## Exercise prompt:
Find the word "white" below. Copy each line that has it.

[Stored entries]
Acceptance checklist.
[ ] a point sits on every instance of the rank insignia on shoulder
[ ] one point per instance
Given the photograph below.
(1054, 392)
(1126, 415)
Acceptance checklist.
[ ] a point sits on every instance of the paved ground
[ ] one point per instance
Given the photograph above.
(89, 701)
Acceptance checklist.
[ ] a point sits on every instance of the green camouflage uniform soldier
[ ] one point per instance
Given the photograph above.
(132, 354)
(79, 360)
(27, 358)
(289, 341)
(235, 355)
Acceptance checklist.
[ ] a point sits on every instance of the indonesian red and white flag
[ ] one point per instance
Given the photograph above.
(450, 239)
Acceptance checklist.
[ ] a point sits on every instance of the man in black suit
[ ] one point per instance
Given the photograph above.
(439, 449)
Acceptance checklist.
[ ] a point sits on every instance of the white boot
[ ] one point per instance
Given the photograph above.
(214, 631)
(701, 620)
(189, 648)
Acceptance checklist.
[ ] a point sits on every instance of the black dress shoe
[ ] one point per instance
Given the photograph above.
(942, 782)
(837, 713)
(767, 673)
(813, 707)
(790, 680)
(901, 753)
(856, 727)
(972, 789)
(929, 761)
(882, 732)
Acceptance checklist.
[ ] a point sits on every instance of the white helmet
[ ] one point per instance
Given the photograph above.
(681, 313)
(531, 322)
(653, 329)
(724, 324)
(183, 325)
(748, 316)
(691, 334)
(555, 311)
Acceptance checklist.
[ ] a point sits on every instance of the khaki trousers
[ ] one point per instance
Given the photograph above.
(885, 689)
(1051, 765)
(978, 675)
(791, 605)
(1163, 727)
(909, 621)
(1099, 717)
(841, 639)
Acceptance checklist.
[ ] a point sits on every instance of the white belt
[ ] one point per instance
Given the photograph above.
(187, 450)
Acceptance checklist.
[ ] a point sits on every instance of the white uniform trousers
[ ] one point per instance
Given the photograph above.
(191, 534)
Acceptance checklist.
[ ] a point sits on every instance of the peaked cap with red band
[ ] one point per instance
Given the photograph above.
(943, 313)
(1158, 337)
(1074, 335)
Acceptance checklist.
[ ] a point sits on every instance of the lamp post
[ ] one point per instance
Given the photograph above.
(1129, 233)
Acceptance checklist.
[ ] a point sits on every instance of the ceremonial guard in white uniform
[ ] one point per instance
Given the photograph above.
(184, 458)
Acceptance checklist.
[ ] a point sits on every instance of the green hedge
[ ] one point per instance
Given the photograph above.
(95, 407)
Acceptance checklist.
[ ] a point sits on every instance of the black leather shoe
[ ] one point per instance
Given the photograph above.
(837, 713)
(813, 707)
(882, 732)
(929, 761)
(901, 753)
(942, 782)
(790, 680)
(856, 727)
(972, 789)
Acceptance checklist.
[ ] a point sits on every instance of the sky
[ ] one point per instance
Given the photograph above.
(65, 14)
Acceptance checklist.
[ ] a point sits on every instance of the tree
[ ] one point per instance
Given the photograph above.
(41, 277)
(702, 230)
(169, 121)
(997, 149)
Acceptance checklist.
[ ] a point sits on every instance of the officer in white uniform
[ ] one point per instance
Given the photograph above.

## Problem solution:
[ ] a point sits on every instance of the indonesian red and white flag
[ ] a point sits on every instance of the white boot
[ ] a point sits on every instance of the white helmet
[ ] a point sits on every instance of the white belt
[ ] a point sits on every instance of the white uniform trousers
[ ] a point sits on every instance of the ceremonial guard in white uniform
[ ] a point sits on every instance of the officer in white uniform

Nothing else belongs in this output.